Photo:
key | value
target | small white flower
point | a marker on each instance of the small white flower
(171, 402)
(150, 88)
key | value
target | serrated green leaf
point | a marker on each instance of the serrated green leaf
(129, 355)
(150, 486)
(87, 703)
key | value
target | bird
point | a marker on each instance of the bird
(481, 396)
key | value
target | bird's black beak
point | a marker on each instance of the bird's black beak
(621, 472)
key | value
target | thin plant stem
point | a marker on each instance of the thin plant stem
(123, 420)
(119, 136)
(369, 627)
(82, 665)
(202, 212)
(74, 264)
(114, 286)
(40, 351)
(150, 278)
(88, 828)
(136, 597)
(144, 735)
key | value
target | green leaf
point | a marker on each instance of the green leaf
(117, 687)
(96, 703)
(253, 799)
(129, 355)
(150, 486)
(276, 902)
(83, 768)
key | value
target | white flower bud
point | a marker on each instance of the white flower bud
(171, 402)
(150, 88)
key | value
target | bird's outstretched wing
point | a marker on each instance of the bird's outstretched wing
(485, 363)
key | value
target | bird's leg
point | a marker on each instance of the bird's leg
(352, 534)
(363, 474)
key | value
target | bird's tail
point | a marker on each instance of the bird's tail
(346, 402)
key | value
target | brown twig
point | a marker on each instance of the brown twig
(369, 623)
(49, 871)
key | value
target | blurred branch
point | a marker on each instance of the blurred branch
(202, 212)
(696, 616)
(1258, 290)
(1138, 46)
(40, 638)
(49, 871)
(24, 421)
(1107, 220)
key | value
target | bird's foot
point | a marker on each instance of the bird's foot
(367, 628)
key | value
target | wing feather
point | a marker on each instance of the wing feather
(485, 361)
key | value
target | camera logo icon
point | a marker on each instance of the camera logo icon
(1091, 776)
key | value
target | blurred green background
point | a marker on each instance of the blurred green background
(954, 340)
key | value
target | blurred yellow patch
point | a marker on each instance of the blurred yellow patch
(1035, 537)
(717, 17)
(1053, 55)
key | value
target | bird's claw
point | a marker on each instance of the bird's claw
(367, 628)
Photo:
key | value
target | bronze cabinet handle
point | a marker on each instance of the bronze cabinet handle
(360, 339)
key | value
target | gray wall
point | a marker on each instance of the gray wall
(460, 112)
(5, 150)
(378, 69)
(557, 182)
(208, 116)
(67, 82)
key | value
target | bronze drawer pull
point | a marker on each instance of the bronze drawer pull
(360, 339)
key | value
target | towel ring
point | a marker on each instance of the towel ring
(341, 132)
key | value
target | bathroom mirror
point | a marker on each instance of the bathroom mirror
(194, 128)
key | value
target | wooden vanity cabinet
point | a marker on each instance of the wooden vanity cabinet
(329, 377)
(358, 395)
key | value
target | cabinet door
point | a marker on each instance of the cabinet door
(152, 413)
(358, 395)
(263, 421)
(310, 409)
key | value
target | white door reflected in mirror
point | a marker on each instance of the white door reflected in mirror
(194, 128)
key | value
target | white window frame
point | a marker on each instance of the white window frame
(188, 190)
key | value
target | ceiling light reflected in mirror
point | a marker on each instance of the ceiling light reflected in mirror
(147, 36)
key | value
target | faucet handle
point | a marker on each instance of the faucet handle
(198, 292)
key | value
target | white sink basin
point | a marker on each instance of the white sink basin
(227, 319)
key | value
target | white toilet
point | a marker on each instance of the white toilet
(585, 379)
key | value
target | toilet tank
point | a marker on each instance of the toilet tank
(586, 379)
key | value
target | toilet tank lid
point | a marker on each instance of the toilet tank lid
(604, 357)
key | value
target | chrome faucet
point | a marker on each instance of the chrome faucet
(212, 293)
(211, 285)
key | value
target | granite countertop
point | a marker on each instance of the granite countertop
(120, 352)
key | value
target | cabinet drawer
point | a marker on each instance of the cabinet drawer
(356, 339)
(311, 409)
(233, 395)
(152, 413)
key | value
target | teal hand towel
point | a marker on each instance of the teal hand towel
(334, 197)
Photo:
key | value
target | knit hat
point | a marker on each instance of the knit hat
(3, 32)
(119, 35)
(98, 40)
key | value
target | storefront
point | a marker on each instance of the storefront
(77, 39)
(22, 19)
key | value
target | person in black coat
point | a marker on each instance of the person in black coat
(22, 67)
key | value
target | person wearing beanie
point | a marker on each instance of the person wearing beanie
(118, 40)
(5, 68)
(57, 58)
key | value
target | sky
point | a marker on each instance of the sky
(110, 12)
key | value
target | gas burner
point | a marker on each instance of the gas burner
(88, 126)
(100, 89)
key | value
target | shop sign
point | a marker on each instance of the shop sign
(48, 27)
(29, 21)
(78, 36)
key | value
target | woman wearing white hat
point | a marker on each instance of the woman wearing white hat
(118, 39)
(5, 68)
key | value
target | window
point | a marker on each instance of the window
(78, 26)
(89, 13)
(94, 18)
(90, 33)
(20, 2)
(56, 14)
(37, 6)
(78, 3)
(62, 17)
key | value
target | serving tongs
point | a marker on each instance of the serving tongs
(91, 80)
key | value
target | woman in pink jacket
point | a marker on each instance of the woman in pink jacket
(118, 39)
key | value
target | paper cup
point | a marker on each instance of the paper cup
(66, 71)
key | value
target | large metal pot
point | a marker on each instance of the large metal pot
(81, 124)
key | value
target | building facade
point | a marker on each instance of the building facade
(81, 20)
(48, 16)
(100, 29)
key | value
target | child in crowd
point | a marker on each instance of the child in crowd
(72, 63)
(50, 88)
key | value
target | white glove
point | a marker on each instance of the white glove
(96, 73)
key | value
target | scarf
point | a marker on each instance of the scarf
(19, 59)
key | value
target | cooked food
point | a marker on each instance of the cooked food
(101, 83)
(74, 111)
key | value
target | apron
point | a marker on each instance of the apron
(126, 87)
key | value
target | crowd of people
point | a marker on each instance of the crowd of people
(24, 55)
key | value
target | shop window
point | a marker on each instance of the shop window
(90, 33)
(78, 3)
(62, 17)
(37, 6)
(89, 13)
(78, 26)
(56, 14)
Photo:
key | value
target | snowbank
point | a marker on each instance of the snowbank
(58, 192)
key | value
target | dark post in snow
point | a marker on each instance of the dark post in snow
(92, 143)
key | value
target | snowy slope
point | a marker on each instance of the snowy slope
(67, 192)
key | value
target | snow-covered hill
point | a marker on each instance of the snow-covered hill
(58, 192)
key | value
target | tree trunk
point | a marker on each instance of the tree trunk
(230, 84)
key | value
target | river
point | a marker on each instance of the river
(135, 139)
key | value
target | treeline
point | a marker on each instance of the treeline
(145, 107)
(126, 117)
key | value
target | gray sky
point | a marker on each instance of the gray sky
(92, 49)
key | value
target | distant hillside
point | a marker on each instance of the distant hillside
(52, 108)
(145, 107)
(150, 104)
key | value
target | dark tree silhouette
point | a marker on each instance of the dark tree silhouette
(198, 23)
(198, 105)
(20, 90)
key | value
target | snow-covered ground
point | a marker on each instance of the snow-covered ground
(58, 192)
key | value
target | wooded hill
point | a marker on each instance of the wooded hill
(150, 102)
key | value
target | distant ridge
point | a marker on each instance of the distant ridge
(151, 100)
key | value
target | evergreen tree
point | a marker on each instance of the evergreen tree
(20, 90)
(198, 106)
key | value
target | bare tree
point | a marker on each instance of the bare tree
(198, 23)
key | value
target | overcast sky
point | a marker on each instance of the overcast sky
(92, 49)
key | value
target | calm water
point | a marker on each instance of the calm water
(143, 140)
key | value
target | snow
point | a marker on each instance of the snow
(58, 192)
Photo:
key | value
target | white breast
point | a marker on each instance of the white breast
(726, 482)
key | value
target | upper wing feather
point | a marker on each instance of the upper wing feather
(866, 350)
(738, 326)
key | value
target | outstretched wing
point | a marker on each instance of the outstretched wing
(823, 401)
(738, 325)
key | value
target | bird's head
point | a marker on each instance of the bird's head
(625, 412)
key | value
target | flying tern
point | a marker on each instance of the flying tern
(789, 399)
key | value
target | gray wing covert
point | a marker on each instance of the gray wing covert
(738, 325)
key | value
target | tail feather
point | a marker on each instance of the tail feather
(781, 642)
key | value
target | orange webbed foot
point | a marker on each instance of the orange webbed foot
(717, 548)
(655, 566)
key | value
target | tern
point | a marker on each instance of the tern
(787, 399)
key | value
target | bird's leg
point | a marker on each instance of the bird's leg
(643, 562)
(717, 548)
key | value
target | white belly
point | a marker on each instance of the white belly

What is needed: Please gather every line in the entries above that contains the word "metal", and list those lines unchanged.

Final answer:
target | large metal pot
point | a marker on each instance of the large metal pot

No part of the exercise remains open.